# GIVEN RECORDS start
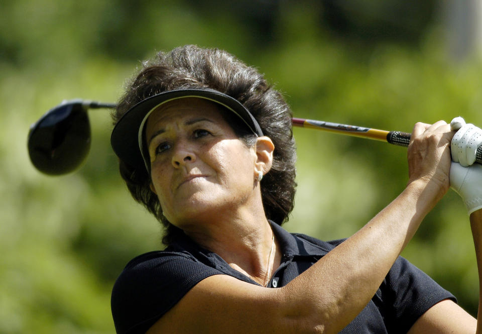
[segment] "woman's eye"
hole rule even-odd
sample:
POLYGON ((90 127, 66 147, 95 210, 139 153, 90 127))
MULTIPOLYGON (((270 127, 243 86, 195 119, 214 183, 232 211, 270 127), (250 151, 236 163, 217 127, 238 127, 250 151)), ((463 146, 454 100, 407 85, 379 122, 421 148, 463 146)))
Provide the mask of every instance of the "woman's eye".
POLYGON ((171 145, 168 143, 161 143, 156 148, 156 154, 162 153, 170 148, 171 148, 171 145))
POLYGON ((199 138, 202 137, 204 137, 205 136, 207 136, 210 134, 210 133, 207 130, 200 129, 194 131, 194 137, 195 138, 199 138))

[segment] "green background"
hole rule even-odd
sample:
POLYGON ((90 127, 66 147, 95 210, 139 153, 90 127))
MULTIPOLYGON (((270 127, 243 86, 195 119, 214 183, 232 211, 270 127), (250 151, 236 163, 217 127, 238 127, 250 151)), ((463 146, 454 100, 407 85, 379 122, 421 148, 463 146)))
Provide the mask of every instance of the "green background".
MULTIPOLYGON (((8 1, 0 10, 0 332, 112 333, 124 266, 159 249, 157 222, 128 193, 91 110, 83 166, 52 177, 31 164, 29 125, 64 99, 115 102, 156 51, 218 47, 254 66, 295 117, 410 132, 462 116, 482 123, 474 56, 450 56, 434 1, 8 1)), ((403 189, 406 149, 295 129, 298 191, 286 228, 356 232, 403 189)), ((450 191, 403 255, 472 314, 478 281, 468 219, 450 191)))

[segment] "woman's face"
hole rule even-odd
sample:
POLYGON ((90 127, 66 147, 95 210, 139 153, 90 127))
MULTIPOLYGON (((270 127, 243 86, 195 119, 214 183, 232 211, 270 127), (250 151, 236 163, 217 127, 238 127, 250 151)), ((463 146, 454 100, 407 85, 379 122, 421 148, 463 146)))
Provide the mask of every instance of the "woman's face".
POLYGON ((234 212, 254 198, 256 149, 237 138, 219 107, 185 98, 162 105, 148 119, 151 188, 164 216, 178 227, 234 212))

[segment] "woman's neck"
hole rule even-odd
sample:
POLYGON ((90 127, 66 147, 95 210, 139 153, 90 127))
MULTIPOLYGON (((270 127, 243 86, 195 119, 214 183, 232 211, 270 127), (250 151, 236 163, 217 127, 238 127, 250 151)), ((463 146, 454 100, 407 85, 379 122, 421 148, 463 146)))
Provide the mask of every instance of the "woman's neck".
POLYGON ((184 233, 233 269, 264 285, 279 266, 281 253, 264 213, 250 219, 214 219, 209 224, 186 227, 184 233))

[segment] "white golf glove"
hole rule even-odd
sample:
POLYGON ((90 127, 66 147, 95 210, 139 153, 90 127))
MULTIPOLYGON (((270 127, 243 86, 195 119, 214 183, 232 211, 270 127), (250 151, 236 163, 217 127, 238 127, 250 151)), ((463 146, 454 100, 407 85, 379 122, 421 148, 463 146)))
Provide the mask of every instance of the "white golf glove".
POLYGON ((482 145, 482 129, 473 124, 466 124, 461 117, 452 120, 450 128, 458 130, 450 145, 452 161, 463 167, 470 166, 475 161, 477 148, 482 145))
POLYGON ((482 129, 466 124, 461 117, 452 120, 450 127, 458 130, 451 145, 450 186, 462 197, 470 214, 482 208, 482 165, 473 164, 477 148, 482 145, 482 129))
# GIVEN RECORDS end
WHAT YOU ARE ASKED TO DO:
Copy the entire listing above line for line, leaving out the pictures.

RESULT FOR THIS TASK:
[segment] "woman's eye"
hole rule even-odd
sample:
POLYGON ((90 127, 66 147, 95 210, 139 153, 90 127))
MULTIPOLYGON (((270 127, 243 86, 195 119, 214 183, 232 211, 270 127), (250 151, 236 163, 217 127, 238 127, 250 151)), ((463 146, 454 100, 407 85, 379 122, 421 148, 463 146)))
Provide the mask of every instance of the "woman's eye".
POLYGON ((171 145, 168 143, 161 143, 156 148, 156 154, 162 153, 170 148, 171 148, 171 145))
POLYGON ((199 138, 202 137, 204 137, 205 136, 207 136, 210 134, 210 133, 207 130, 200 129, 194 131, 194 137, 195 138, 199 138))

[segment] "green background"
hole rule even-odd
sample:
POLYGON ((90 127, 66 147, 95 210, 139 153, 90 127))
MULTIPOLYGON (((270 127, 243 86, 195 119, 214 183, 232 211, 270 127), (250 151, 236 163, 217 127, 238 127, 250 151)), ((463 146, 454 100, 407 85, 379 122, 421 148, 463 146)))
Provide the mask of every instance of the "green background".
MULTIPOLYGON (((8 1, 0 10, 0 332, 112 333, 124 266, 159 249, 157 222, 128 193, 91 110, 83 166, 52 177, 31 164, 29 125, 64 99, 115 102, 156 51, 218 47, 254 66, 295 117, 410 132, 462 116, 482 123, 474 56, 450 56, 434 1, 8 1)), ((403 189, 406 149, 295 129, 298 191, 286 228, 356 232, 403 189)), ((450 191, 403 255, 472 314, 478 281, 468 219, 450 191)))

[segment] "woman's face"
hole rule even-odd
sample:
POLYGON ((90 127, 66 147, 95 210, 139 153, 90 127))
MULTIPOLYGON (((270 127, 243 86, 195 119, 214 183, 232 211, 270 127), (250 151, 236 163, 217 127, 238 127, 250 151)), ((463 146, 454 100, 407 85, 379 122, 421 148, 463 146)))
Provide the mask of every instance of the "woman's face".
POLYGON ((234 212, 254 198, 256 149, 237 138, 219 107, 185 98, 162 105, 148 119, 151 188, 164 216, 178 227, 234 212))

[segment] "woman's neck"
hole rule even-odd
sample:
POLYGON ((90 127, 66 147, 95 210, 139 153, 90 127))
MULTIPOLYGON (((270 127, 243 86, 195 119, 214 183, 232 211, 270 127), (250 151, 236 163, 217 127, 238 127, 250 151)), ((463 146, 454 100, 407 85, 379 122, 421 148, 463 146)))
Provide the mask of every instance of the "woman's neck".
POLYGON ((184 233, 233 269, 264 285, 279 266, 281 253, 264 213, 250 219, 214 219, 209 224, 186 227, 184 233))

[segment] "white golf glove"
hole rule even-odd
sample:
POLYGON ((90 127, 66 147, 95 210, 139 153, 90 127))
MULTIPOLYGON (((270 127, 243 86, 195 119, 214 183, 232 211, 270 127), (250 151, 236 163, 217 127, 238 127, 250 151)), ((463 146, 454 100, 407 85, 379 122, 421 148, 463 146)))
Provide the mask of every instance of the "white golf glove".
POLYGON ((482 145, 482 129, 473 124, 466 124, 461 117, 452 120, 450 128, 458 130, 450 145, 452 161, 463 167, 470 166, 475 161, 477 148, 482 145))
POLYGON ((482 129, 466 124, 461 117, 452 120, 450 127, 458 130, 451 145, 450 186, 462 197, 470 214, 482 208, 482 165, 473 164, 477 148, 482 145, 482 129))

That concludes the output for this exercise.